Quelles sont-elles ?

 

* Les collectivités territoriales et leurs groupements 

Les autre personnes morales de droit public 

 

Quelles sont-elles ?

Les établissements publics, les groupements d’intérêt public et les personnes morales de droit mixte tels que les sociétés d’économie mixte, les entreprises nationalisées, les ordres professionnels.

LES PERSONNES MORALES DE DROIT PRIVE :

Les sociétés, civiles ou commerciales, y compris celles de statut coopératif ou agricole et les sociétés unipersonnelles ;

Les association régulièrement déclarées à la préfecture reconnues ou non d’utilité publique, y compris les congrégations religieuses ;

Les fondations, y compris les fondations d’entreprises ; Les syndicats ; Les partis ou groupements politiques ;

Les groupement d’intérêt économique, y compris les GEIE ; Les institutions représentatives des salariés ;

Les syndicats des copropriétaires ; La masse des obligataires.

Néanmoins certaines personnes morales de droit privé comme les partis et groupements politiques, les syndicats et les institutions représentatives du personnel jouissent à l’instar de certaines personnes morales de droit public d’un statut privilégié : en effet, la dissolution ou la mise sous surveillance judiciaire ne peuvent être prononcées à leur encontre.

 

LES PERSONNES MORALES ETRANGERES :

La loi française est applicable dés lors que l’infraction ait été commise en France ou qu’elle ait été commise à l’étranger contre une victime française dans les conditions de l’article 113-7 (crime ou délit puni d’une peine d’emprisonnement sans condition de réciprocité d’incrimination) ou que l’infraction commise à l’étranger soit de celles visées par l’article 131-10 (atteintes aux intérêts fondamentaux de la Nation…).

NB : la nationalité d’une personne morale est en principe déterminée par le lieu de son siège social et subsidiairement par le lieu de direction effective ou la nationalité des personnes contrôlant la société.

Question en suspend : la reconnaissance de la personnalité morale doit-elle se faire selon les règles du droit français ou selon les règles applicables dans le pays dont la personne morale a la nationalité ?

Problème de l’exécution des peines à leur encontre du moins lorsqu’elles ne disposent pas d’établissements en France.

 

 

 

 

  II.            CHAMP D’APPLICATION QUANT AUX INFRACTIONS :

 

A.      Principe de la spécialité de la responsabilité pénale des personnes morales :

Pour être engagée, la responsabilité pénale de la personne morale doit avoir été spécialement prévue par le texte qui définit et réprime l’infraction. Ce texte peut être une loi si l’infraction consiste en un crime ou délit soit un règlement si l’infraction consiste en une contravention.

Extraits de données:
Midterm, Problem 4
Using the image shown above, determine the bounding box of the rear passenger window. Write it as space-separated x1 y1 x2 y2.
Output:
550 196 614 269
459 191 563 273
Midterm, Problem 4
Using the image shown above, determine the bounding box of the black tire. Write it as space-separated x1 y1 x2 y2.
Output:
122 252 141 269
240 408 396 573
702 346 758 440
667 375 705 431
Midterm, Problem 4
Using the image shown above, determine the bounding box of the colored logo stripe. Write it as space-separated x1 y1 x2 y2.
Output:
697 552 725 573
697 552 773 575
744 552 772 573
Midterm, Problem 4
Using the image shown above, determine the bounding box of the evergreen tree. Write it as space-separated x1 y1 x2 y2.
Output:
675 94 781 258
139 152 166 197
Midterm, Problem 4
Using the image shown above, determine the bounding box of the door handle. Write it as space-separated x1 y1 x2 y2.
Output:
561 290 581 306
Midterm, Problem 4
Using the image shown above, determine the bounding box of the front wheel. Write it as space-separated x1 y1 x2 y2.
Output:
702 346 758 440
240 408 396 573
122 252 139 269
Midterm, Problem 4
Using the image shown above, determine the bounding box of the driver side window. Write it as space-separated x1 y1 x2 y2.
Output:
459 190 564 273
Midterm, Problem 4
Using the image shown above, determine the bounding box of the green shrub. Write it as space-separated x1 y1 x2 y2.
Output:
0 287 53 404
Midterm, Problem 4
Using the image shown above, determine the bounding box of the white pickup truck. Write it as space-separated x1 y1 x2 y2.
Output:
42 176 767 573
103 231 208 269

Exercices à réaliser:
#1 D'après le passage sur la responsabilité pénale des personnes morales, qu'est-ce qui détermine en principe la nationalité d'une personne morale ?
#2 Rédigez la suite du passage sur la responsabilité pénale des personnes morales, en reprenant juste après sa dernière phrase.
Ces lignes n'ont aucun lien avec le passage sur la responsabilité pénale des personnes morales.

Réponses par exercice:
#1 Le lieu de son siège social.

#2
B.    Liste des infractions susceptibles d’engager la responsabilité pénale des personnes morales :

Infractions prévues par le Code Pénal : crimes contre l’humanité, homicide, violences involontaires, le délit de risque de mort causé à autrui, les discriminations, le vol, l’extorsion, le chantage, l’escroquerie, l’abus de faiblesse, l’abus de confiance, le recel…

Infractions prévues par d’autres textes : dans le Code de Justice Militaire pour l’atteinte aux intérêts fondamentaux de la nation en temps de guerre, dans le Code de Propriété Intellectuelle avec les atteintes aux droits d’auteur, dans la loi du 25 janvier 1985 concernant la banqueroute, dans la loi quinquennale du 20 décembre 1993 instituant la responsabilité pénale des personnes morales en matière de travail clandestin et de main d’œuvre étrangère…

 

DEUXIEME PARTIE : LES CONDITIONS DE MISES EN ŒUVRE DE LA RESPONSABILITE PENALE DES PERSONNES MORALES

 

I.      NECESSITE D’UNE INFRACTION COMMISE POUR LE COMPTE DE LA PERSONNE MORALE PAR SES ORGANES OU REPRESENTANTS :

C’est à la jurisprudence de préciser la signification exacte de cette expression. La responsabilité pénale des personnes morales est en réalité doublement subsidiaire à celle des personnes physiques puisque :

 

 

     II.            RESPONSABILITE PENALE DE LA PERSONNE MORALE EN TANT QU’AUTEUR OU COMPLICE :

 

La personne morale sera poursuivie en qualité d’auteur principal lorsque l’infraction aura été commise par son organe ou représentant lui-même. Elle le sera en qualité de complice, chaque fois que ses organes ou représentants se seront eux-mêmes rendus complices d’un tiers, notamment en lui donnant des instructions, pour qu’il commette une infraction au profit de la personne morale.

Exemple : le vol de documents industriels commis sur l’instruction d’une société dans les locaux d’une société concurrente.

 

 

III.            POSSIBILITE DE CUMUL ENTRE LA RESPONSABILITE DES PERSONNES MORALES ET CELLES DES PERSONNES PHYSIQUES :

Les personnes physiques concernées sont bien évidemment les représentants de la personne morale mais également toute autre personne qui agirait sur leurs instructions ou tout coauteur.

 

  II.            CAUSES D’IRRESPONSABILITE SUSCEPTIBLES D’ETRE INVOQUEES PAR LES PERSONNES MORALES :

 

La question est de savoir si dans l’hypothèse où la personne physique organe ou dirigeant de la personne morale bénéficie de l’une ou l’autre de ces causes d’irresponsabilité pénale, celles-ci bénéficient également par ricochet, à la personne morale elle même.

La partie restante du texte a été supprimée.